Natural-language object grounding data:
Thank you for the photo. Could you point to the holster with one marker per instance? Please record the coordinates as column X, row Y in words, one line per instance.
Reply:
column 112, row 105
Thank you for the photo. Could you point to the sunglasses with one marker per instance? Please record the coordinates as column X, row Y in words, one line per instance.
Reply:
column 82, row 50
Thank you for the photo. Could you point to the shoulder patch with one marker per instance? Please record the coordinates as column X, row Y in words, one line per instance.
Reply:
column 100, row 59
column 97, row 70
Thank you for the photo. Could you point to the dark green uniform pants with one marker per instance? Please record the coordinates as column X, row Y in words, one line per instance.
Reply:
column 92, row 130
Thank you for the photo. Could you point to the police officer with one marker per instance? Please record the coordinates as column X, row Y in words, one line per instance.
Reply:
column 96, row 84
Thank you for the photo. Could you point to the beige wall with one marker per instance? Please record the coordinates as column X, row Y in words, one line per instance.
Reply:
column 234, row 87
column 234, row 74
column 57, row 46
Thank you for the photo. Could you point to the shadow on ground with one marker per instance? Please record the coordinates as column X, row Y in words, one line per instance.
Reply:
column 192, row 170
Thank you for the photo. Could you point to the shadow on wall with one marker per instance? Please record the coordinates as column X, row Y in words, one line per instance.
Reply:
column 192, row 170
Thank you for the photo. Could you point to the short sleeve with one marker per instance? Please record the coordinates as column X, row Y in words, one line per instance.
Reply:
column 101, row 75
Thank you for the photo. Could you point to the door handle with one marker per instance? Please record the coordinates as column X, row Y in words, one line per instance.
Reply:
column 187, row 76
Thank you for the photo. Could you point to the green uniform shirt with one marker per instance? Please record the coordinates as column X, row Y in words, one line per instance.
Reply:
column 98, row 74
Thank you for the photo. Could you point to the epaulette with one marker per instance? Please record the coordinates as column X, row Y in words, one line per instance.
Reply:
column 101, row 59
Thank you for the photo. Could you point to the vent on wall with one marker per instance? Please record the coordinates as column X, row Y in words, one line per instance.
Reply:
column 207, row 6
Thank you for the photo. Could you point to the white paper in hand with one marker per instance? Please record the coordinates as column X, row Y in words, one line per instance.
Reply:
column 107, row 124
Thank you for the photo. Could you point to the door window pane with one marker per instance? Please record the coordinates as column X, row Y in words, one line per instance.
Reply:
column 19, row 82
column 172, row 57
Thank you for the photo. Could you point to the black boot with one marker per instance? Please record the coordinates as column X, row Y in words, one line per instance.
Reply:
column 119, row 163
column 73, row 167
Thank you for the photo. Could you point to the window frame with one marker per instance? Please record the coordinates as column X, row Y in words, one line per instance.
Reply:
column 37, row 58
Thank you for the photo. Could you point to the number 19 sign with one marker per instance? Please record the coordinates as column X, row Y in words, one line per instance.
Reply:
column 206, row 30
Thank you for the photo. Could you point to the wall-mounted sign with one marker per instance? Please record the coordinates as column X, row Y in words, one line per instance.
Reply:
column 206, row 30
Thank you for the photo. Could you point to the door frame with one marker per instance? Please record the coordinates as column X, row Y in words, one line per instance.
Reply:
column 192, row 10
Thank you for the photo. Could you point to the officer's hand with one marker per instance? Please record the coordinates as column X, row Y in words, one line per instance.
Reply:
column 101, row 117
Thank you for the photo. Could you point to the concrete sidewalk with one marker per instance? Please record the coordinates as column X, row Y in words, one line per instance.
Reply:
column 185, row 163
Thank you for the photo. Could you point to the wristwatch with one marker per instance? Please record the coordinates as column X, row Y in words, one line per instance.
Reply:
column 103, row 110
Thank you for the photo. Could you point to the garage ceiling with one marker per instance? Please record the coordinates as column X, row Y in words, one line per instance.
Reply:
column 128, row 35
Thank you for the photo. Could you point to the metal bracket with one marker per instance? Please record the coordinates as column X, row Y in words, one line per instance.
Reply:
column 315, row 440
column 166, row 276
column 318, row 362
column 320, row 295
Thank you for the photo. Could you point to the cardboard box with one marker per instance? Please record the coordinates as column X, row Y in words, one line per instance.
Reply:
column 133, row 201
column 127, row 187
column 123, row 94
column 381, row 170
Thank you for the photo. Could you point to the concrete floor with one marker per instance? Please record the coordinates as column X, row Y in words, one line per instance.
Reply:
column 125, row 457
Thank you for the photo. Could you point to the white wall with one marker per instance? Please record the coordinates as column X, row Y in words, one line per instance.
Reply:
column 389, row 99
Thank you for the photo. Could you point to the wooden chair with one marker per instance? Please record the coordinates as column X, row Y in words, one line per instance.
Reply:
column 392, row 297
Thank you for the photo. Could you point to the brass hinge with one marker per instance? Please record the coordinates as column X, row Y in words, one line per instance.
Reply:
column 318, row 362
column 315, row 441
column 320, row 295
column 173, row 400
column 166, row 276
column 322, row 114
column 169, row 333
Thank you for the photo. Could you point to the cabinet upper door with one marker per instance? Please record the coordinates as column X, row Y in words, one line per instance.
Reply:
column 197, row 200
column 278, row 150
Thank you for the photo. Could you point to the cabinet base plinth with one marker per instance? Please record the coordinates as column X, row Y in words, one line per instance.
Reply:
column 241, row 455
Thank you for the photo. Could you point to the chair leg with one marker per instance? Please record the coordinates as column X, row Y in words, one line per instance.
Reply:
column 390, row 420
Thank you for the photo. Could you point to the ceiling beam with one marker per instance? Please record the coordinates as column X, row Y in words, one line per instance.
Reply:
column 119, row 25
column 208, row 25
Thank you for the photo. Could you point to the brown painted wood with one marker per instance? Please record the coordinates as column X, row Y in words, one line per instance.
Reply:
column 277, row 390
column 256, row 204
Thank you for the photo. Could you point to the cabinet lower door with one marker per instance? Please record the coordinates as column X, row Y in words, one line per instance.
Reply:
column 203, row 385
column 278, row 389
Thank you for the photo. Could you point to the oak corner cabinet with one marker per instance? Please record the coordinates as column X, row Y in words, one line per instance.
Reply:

WHAT YOU NEED TO DO ▸ A single figure is required: the number of lines in the entries that hold the string "door".

REPLY ▸ 5